“As coisas essenciais”, uma crônica de Rubem Alves

Leia este poema bem devagar, pois cada imagem merece a preguiça do olhar.

“No mistério do sem-fim

equilibra-se um planeta.

E, no planeta, um jardim

e, no jardim, um canteiro:

no canteiro, uma violeta

e, sobre ela, o dia inteiro

entre o planeta e o sem-fim

a asa de uma borboleta”.

É pequeno, mas diz tudo. Nada lhe falta, Uni-verso. Nenhuma palavra lhe poderia ser acrescentada. Nenhuma palavra lhe poderia ser tirada. Assim se faz um poema, com palavras essenciais. O poema diz o essencial.

O essencial é aquilo que se nos fosse roubado, morreríamos. O que não pode ser esquecido. Substância do nosso corpo e da nossa alma. Por isto as pessoas se suicidam: quando se sentem roubadas do essencial, mutiladas sem remédio, e a vida, então, não mais vale a pena ser vivida.

Os poetas são aqueles que, em meio a dez mil coisas que nos distraem, são capazes de ver o essencial e chamá-lo pelo nome. Quando isso acontece o coração sorri e se sente em paz.

Encontrou aquilo que procurava Kirilov, personagem de Dostoievski assim descreve o encontro com o essencial. “Há momentos em que a gente sente de súbito a presença da harmonia eterna. É um sentimento claro, indiscutível, absoluto. Apanhamos de repente a natureza inteira e dizemos ‘é exatamente assim!’ É uma alegria tão grande! Se durasse mais de cinco segundos a alma não o suportaria e teria de desaparecer. Nesses cinco segundos vivo uma experiência inteira, e por eles daria toda a minha vida, pois eles bem o valem”.

Chamava-se Norma. Estava doente, muito doente. Na véspera de sua morte, arrastou-se até o banheiro e foi até a pia para lavar-se dos vômitos. Abriu a torneira e a água fria escorreu sobre as suas mãos. Ela parou como que encantada pelo líquido que a acariciava. E de sua boca saíram estas palavras inesperadas: “A água… Como é bela! Sempre que a vejo penso em Deus. Acho que Deus é assim…”.

A morte na pia… A água que escorre… Os olhos contemplam a eternidade… O universo essencial de Norma está cheio de fontes frescas e regatos transparentes onde brincam as suas mãos.

INFORMAÇÕES FORNECIDAS:

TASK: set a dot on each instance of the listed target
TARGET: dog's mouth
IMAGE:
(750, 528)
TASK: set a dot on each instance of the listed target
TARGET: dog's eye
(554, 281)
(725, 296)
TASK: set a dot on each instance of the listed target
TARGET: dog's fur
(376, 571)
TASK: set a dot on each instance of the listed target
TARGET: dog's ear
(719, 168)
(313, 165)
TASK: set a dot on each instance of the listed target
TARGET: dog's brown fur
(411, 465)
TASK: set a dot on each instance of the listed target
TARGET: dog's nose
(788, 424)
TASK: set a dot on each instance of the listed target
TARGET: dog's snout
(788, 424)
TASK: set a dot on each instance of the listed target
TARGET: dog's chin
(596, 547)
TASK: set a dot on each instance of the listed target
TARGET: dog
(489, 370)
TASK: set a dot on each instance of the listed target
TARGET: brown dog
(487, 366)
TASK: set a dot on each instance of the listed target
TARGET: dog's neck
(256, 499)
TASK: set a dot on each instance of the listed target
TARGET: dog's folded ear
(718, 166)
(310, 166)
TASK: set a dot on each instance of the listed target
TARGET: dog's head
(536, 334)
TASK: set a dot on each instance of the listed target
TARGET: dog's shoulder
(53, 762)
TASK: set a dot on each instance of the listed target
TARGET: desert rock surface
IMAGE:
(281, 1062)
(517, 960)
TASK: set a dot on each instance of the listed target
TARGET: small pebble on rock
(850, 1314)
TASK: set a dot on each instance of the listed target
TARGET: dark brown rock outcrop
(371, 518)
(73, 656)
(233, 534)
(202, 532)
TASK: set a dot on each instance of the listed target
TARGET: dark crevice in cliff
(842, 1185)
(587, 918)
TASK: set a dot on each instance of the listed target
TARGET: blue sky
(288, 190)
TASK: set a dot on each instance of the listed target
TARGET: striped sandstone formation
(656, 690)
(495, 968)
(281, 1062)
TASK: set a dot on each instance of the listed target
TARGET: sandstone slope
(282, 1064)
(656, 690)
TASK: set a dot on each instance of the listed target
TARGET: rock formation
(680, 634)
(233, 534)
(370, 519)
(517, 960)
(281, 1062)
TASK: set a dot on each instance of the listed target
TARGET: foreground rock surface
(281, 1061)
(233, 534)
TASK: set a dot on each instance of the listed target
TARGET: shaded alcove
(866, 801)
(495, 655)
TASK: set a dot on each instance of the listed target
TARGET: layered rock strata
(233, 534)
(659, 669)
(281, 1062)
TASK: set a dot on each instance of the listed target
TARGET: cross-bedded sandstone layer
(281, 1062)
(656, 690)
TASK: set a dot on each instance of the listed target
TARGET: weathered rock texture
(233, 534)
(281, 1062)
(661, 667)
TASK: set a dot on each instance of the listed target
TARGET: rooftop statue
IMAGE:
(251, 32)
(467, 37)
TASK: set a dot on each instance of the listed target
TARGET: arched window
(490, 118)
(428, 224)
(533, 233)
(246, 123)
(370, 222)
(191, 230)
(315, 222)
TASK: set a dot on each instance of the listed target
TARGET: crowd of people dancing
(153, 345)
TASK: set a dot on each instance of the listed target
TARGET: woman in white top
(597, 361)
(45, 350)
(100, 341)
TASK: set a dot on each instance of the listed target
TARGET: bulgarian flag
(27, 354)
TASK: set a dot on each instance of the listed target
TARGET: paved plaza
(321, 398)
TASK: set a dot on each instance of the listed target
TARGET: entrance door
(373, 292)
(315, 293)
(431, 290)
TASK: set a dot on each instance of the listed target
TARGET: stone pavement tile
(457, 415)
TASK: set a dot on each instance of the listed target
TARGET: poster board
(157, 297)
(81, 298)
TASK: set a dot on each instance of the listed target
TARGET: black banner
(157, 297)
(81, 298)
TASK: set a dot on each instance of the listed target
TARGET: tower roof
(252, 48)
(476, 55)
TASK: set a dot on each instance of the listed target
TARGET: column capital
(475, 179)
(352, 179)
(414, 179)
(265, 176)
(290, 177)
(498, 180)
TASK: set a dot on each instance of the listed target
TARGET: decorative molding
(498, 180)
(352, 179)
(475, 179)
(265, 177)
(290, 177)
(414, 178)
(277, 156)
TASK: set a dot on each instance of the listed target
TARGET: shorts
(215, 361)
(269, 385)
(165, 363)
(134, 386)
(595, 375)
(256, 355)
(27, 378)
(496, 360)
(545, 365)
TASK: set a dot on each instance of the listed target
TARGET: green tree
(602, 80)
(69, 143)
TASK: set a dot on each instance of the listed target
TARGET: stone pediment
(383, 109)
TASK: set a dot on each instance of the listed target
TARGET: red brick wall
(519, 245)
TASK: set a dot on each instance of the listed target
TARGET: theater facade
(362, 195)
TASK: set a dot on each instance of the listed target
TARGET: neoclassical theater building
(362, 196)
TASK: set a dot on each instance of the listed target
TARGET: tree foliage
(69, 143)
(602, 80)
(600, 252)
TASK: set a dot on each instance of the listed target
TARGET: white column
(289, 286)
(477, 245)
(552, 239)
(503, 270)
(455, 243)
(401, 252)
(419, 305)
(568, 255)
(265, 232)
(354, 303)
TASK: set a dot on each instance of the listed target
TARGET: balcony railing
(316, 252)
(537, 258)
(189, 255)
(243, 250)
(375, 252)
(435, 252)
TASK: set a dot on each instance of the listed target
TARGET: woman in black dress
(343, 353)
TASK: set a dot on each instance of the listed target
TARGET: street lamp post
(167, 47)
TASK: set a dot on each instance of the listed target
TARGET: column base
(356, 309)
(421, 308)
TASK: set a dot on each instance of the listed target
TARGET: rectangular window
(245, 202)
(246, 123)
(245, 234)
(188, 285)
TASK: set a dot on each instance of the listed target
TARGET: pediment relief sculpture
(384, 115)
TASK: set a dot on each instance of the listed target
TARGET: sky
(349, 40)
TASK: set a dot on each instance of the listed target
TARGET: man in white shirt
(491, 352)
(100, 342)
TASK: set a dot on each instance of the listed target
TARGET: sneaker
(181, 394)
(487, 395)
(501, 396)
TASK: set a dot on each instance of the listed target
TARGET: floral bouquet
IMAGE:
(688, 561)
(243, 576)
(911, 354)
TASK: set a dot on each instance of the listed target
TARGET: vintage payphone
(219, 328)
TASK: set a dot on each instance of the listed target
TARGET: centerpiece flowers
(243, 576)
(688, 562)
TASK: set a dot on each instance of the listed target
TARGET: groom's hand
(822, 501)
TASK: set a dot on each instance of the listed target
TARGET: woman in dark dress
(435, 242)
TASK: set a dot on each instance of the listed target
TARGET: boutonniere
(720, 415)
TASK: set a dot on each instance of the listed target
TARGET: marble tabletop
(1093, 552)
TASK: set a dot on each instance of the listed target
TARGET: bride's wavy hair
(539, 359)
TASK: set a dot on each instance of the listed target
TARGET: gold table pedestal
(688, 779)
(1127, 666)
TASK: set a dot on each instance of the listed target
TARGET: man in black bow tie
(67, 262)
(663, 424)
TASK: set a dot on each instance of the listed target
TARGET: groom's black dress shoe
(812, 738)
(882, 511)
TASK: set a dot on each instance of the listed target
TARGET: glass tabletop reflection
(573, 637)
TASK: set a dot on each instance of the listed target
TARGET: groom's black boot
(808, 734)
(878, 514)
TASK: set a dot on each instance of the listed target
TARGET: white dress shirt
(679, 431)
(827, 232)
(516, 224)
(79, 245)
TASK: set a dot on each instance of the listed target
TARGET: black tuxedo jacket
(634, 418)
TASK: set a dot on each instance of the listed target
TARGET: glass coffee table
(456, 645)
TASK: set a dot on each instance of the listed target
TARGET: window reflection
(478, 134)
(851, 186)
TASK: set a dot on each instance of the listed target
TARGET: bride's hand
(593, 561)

INSTRUÇÕES DO EXERCÍCIO:
1) Na crônica sobre as coisas essenciais, em quem Norma diz pensar sempre que vê a água?
2) Reproduza o trecho da crônica que começa nas palavras "entre o planeta" e termina logo após "pena ser vivida.".

RESPOSTAS ÀS TAREFAS:
1) Em Deus.

2)
entre o planeta e o sem-fim

a asa de uma borboleta”.

É pequeno, mas diz tudo. Nada lhe falta, Uni-verso. Nenhuma palavra lhe poderia ser acrescentada. Nenhuma palavra lhe poderia ser tirada. Assim se faz um poema, com palavras essenciais. O poema diz o essencial.

O essencial é aquilo que se nos fosse roubado, morreríamos. O que não pode ser esquecido. Substância do nosso corpo e da nossa alma. Por isto as pessoas se suicidam: quando se sentem roubadas do essencial, mutiladas sem remédio, e a vida, então, não mais vale a pena ser vivida.